* [EXERCISE DIRECTIONS] In the passage on diagnosing anxiety, what condition should younger women rule out before starting mental health treatment?

PAGE EXTRACT: Begin

From these thoughts one can gather that it is best to be cautious in diagnosing anxiety.  It is safest to first rule out a medical problem, since the psychological symptom of anxiety is not, fortunately, a fatal one.  Younger woman should rule out a mitral valve prolapse, for example, before embarking on the time and expense of mental health treatment.  If you suffer from anxiety and chronically labored breathing, consider having your medical doctor check oxygen saturation.

It is often easier for a clinician to diagnosis phobias and panic than generalized anxiety.  Phobias elicit anxiety over particular stimuli; typically not anxious removed from the unpleasant stimuli.  Panic involves stark symptoms that are unique to the phenomenon.  One of the most bizarre is the scotoma, or alarming narrowing of one’s visual field-like looking backward through a telescope!  I have created a separate subcategory for panic, and invite people to leave their thoughts on panic in that category.  Many patient’s come to me complaining of panic, but not many of them actually have the disorder.  This is fortunate for them.

PAGE EXTRACT: End
ENTRIES SUPPLIED: Begin

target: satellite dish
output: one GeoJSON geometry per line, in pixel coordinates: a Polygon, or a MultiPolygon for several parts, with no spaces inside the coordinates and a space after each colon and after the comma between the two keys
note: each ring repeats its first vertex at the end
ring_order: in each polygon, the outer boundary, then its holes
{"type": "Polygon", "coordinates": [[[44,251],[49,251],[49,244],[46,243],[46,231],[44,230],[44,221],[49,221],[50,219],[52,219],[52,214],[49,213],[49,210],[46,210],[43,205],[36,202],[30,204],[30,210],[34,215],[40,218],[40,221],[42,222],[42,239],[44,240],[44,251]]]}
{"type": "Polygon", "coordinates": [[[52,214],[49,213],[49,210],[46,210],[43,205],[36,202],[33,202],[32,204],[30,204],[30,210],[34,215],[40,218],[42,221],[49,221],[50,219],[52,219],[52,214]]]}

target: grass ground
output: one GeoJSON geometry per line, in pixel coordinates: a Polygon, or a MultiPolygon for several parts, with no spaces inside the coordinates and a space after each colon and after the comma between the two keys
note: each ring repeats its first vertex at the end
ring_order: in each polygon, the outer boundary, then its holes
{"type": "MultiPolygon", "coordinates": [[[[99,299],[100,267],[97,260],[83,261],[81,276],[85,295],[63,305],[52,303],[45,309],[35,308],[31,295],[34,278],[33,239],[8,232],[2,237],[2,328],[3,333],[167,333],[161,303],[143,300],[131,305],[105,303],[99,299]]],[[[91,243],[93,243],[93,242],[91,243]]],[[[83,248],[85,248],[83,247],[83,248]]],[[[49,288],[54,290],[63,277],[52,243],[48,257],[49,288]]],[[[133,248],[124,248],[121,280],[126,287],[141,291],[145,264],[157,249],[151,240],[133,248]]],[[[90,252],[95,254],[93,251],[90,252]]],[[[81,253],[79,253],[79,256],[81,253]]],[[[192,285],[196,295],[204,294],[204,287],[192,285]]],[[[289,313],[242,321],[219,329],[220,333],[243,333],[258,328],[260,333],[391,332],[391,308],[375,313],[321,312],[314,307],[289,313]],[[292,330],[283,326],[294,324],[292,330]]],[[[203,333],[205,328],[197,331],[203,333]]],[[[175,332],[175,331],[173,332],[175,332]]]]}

ENTRIES SUPPLIED: End

* [RESULT BELOW] Mitral valve prolapse.